» TASKS TO PERFORM
1) In the AR tracking passage, which step comes last in the tracking process?
2) Write the next part of the AR tracking passage, picking up after its final sentence.

» SUPPLIED TEXT
▬▬▬

AR requires real-time and accurate six degrees of freedom (6DoF) pose tracking of devices. Any particular AR application requires tracking technique to track the user’s or device’s position in order to register it in respect to the real world [34]. Such a tracking must run efficiently, typically required a total computation time less than 100 milliseconds [35]. Furthermore, it must be robust under many conditions such as varying brightness, scales and rotations [3639]. Hence, the use of tracking algorithm in AR application is important in order to produce a high performance AR application. In AR, tracking is divided into four steps [40]. Basically, an image will be captured using phone’s camera and the image is converted into grey scale image. The first step in tracking process is detection, in which keypoint detectors were used to detect the natural features or keypoints of an image. The second step is to obtain a description of the image. A descriptor is required to describe or extract the keypoints detected in the detection process. Descriptors can be divided into two categories; floating-point descriptors and binary descriptors. SIFT and SURF are examples of floating-point descriptors, while BRIEF, ORB, BRISK and FREAK are examples of binary descriptors. The next step in the tracking process is matching. The keypoints of reference image should be stored in the database in advance to allow the system to match the points of an input image with those of reference image. Pose estimation is the last step in the tracking process. Pose estimation is performed to determine the position of a virtual object on top of the input image. After this process is completed, a 3D object can be superimposed on top of the detected image in the correct orientation [41]. Fig 1 shows the tracking process in AR application.

Descriptors of keypoints must be built to identify and match keypoints across images. The extraction process must be distinctive for each keypoint and need to be consistent under different viewpoints [42]. Existing feature descriptors will be briefly explained in this section, grouped by two categories; floating-point descriptors and binary descriptor.

▬▬▬

(Entries from a labeling collection)

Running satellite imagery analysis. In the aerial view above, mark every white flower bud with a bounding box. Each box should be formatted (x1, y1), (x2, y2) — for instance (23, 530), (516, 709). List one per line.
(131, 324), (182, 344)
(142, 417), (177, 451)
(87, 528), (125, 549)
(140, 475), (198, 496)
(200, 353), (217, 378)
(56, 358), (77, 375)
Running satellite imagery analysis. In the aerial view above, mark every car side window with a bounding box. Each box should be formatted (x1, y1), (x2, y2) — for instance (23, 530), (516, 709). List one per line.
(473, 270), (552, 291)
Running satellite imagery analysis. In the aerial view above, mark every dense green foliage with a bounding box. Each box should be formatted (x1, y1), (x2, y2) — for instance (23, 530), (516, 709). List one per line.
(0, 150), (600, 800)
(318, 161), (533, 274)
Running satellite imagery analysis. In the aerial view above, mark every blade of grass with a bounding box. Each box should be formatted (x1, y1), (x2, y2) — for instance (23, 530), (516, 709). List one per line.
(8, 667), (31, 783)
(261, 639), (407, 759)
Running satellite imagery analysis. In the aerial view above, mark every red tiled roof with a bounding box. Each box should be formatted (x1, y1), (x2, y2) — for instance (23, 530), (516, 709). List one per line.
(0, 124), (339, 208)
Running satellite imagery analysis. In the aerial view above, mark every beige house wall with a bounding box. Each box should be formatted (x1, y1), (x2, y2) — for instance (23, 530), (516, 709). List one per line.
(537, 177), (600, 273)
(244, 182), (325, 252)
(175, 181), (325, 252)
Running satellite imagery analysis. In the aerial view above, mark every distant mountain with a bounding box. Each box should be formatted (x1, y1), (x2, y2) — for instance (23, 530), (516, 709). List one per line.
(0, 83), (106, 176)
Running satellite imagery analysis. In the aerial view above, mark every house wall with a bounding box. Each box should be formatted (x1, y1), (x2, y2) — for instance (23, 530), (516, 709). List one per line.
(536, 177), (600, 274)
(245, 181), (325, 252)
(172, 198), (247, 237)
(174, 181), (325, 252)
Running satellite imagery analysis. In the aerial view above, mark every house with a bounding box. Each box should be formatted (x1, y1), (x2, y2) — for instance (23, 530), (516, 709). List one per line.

▬▬▬

» THE RESULTS
1) Pose estimation.

2)
Floating-point descriptors

One of the most famous keypoint descriptors is SIFT (Scale Invariant Feature Transform) [43], which detects keypoints based on the Difference of Gaussians (DoG). Although SIFT was published in 1999, it still yields results that are competitive with state-of-the-art techniques. Apart from SIFT itself, several modified SIFT-like descriptors have been published, such as PCA-SIFT [44]. SURF (Speeded-Up Robust Feature) almost matched the quality of SIFT but accelerated the gradient computations using integral images [14]. To date, the SURF descriptor is considered as the most popular replacement for SIFT. Both SIFT and SURF have successfully demonstrated their high robustness and distinctiveness in a variety of computer vision applications [45,46]. However, the computation time required for floating-point descriptors is still too high for real-time applications, especially those running on limited computing power and memory capacity like smart phone [47]. Hence, binary descriptors aim to fill this gap.

Binary descriptors

With the rapid growth of real-time applications, binary descriptors that achieved fast runtime and compact storage have become increasingly well-known [15]. They show similar quality as SIFT-like descriptors but at significantly lower computational costs and required small amounts of memory. The idea behind binary descriptors is that each bit in the descriptor is independent, and the Hamming distance can be used as a similarity measure instead of Euclidean distance. The four most recent and promising binary feature descriptors are BRIEF (Binary Robust Independent Elementary Feature) [15], ORB (Oriented Fast and Rotated BRIEF) [16], BRISK (Binary Robust Invariant Scalable Keypoints) [17] and FREAK (Fast Retina Keypoint) [18]. Hamming distance can be calculated effectively because the distance between descriptors were calculated by using XOR operation. Binary strings were generated by comparing the intensity of each pixel in the image. Binary string represents the area around the keypoint will be encoded in a string of “0” or “1”. Generally, single bits of a binary descriptor are calculated by comparing the intensity value of point x in a sampling pair with the intensity value of point y in the pair. A single bit of a binary descriptor B on patch p can be calculated using Eq 1. (1) where I(p,x) is the pixel intensity at point x of a sampling pair and I(p,y) is the pixel intensity at point y of the sampling pair. A binary feature descriptor can be formed by concatenating the bits formed by B, as shown in Eq 2; where the n value for BRIEF and ORB is 256, while for BRISK and FREAK, it is 512.

(2)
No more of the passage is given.